- 課題の詳細 -
以下に示す年金分割制度に関する抜粋によると、離婚した時、妻は夫の厚生年金をどこまで受給することができますか。

- 提供された抜粋 -
>>>>
私は銀座の歩行者天国にいた。マイクを持って。
暮らしの制度が大きく変わる節目の日。中でも、社会保障。
年金分割制度が始まることで、離婚した時に妻は夫の厚生年金の最大半分まで受給することが出来る。
「今日帰ったら、テーブルに離婚届が置いてあったりして…」と、デスクが言う。
報道フロア内でも、朝から話題になっていた。
「離婚率、ここ数年に限っては減っていますよ」
早速データを持ち出すディレクターに、
「これってまさか、分割制度待ち?」と、デスク。
そしておもむろに「…銀座だな」。
「村上、街の声を聞いて来い。夕方ニュースのスタジオに間に合うように、出来るだけたくさんのご夫婦にインタビューだ」
離婚率のデータと新聞記事を持って、慌てて銀座へ向かった。
 
「お買い物中すみません。テレビ朝日ですが…」
桜も満開の日曜日。
銀座四丁目の交差点は、春の装いで彩られていた。
<<<<
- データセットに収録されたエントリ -
>>>>
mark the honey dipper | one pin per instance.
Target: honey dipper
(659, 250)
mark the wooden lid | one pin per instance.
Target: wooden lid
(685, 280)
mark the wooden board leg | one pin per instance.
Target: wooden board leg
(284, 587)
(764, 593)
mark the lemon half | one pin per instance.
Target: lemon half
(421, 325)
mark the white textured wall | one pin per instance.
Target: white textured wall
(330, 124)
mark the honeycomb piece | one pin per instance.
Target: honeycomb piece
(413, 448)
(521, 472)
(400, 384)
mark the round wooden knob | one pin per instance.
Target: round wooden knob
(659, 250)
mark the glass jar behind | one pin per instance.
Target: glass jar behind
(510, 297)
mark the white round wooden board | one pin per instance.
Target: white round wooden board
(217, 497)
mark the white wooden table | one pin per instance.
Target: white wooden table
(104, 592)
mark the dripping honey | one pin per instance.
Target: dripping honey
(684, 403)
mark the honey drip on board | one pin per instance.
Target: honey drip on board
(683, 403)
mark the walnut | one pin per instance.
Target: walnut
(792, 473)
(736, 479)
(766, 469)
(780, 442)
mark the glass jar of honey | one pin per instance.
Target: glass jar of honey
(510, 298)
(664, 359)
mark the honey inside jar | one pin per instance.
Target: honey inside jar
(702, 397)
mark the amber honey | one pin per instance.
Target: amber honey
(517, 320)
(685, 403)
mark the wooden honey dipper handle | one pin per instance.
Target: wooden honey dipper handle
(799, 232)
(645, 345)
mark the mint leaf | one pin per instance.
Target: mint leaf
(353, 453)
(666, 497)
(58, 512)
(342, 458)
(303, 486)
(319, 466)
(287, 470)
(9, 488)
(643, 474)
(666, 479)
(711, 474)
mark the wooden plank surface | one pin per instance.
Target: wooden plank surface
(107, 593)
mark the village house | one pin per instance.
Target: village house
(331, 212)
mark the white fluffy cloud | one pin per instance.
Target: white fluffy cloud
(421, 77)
<<<<
- 期待される出力 -
夫の厚生年金の最大半分まで受給することができます。